Introduction
Many times in modeling we want to get the uncertainty in the model, well, bootstrapping to the rescue!
I am going to go over a very simple example on how to use purrr and modelr for this situation. We will use the mtcars dataset.
Examples
Let’s get right into it.
library(tidyverse)
library(tidymodels)
df <- mtcars
fit_boots <- df %>% 
  modelr::bootstrap(n = 200, id = 'boot_num') %>%
  group_by(boot_num) %>%
  mutate(fit = map(strap, ~lm(mpg ~ ., data = data.frame(.))))
fit_boots
# A tibble: 200 × 3
# Groups:   boot_num [200]
   strap                boot_num fit   
   <list>               <chr>    <list>
 1 <resample [32 x 11]> 001      <lm>  
 2 <resample [32 x 11]> 002      <lm>  
 3 <resample [32 x 11]> 003      <lm>  
 4 <resample [32 x 11]> 004      <lm>  
 5 <resample [32 x 11]> 005      <lm>  
 6 <resample [32 x 11]> 006      <lm>  
 7 <resample [32 x 11]> 007      <lm>  
 8 <resample [32 x 11]> 008      <lm>  
 9 <resample [32 x 11]> 009      <lm>  
10 <resample [32 x 11]> 010      <lm>  
# … with 190 more rows
 
 
Now lets get our parameter estimates.
# get parameters ####
params_boot <- fit_boots %>%
  mutate(tidy_fit = map(fit, tidy)) %>%
  unnest(cols = tidy_fit) %>%
  ungroup()
# get predictions
preds_boot <- fit_boots %>%
  mutate(augment_fit = map(fit, augment)) %>%
  unnest(cols = augment_fit) %>%
  ungroup()
 
Time to visualize.
library(patchwork)
# plot distribution of estimated parameters
p1 <- ggplot(params_boot, aes(estimate)) +
  geom_histogram(col = 'black', fill = 'white') +
  facet_wrap(~ term, scales = 'free') +
  theme_minimal()
# plot points with predictions
p2 <- ggplot() +
  geom_line(aes(mpg, .fitted, group = boot_num), preds_boot, alpha = .03) +
  geom_point(aes(mpg, .fitted), preds_boot, col = 'steelblue', alpha = 0.05) +
  theme_minimal()
  
# plot both
p1 + p2
`stat_bin()` using `bins = 30`. Pick better value with `binwidth`.
 
 
Voila!

__Directions for this task__. Please copy the bootstrapping tutorial from "Now lets get" up to and including "Time to visualize.", swapping "augment_fit" for "aug_fit" throughout. You won't need the entries to complete this work.

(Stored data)
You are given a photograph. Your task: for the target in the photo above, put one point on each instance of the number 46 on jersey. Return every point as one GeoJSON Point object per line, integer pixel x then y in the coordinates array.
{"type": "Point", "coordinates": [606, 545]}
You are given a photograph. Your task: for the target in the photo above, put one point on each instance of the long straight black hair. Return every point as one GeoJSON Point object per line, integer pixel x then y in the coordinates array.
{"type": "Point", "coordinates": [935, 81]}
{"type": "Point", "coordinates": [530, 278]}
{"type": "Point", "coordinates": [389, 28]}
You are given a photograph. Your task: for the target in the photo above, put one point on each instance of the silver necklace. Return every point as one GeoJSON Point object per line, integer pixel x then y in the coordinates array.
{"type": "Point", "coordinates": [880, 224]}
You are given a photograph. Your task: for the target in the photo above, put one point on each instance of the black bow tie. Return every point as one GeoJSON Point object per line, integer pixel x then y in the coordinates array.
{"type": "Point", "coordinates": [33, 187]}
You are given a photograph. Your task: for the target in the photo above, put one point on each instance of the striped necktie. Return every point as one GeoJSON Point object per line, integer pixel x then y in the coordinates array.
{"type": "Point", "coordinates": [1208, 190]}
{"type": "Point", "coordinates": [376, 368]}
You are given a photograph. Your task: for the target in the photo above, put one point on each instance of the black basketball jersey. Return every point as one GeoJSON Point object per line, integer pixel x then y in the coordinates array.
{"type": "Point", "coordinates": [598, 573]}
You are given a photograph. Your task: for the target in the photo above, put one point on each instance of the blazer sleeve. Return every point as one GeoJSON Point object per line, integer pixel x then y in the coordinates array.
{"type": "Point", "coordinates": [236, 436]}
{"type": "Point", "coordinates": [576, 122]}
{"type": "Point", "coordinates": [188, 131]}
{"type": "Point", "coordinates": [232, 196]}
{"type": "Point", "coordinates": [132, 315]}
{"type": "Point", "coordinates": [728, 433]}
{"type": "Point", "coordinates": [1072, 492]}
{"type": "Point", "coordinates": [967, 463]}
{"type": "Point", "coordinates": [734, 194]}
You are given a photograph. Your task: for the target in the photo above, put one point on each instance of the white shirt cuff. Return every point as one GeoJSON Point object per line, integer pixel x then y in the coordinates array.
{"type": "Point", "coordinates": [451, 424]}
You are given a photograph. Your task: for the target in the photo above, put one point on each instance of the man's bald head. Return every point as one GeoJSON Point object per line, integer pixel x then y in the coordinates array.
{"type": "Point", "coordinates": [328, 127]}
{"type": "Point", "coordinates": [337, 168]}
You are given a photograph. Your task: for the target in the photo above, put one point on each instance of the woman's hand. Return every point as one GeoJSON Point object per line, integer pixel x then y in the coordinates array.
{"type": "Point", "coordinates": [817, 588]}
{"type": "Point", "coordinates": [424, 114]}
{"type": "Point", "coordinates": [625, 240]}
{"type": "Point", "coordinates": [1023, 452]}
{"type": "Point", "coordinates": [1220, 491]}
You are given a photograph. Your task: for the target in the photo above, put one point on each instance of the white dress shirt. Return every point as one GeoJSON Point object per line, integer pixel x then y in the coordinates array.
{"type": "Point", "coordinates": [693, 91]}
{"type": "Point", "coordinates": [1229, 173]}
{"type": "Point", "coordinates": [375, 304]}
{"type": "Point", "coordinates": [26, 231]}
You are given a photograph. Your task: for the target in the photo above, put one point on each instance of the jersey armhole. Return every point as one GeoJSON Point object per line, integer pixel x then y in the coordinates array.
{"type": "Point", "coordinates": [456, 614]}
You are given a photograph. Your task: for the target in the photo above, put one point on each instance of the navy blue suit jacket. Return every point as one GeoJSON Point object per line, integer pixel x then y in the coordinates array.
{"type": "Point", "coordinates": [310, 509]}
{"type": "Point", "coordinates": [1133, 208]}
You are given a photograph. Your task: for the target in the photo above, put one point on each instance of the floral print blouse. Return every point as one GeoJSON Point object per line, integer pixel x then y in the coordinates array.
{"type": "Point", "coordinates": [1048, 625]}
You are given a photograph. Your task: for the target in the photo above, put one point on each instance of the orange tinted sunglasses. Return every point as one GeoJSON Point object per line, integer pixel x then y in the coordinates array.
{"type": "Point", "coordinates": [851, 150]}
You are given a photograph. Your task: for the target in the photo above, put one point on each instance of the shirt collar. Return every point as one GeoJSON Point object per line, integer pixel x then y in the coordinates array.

__Correct answer__.
Now lets get our parameter estimates.
# get parameters ####
params_boot <- fit_boots %>%
  mutate(tidy_fit = map(fit, tidy)) %>%
  unnest(cols = tidy_fit) %>%
  ungroup()
# get predictions
preds_boot <- fit_boots %>%
  mutate(aug_fit = map(fit, augment)) %>%
  unnest(cols = aug_fit) %>%
  ungroup()
 
Time to visualize.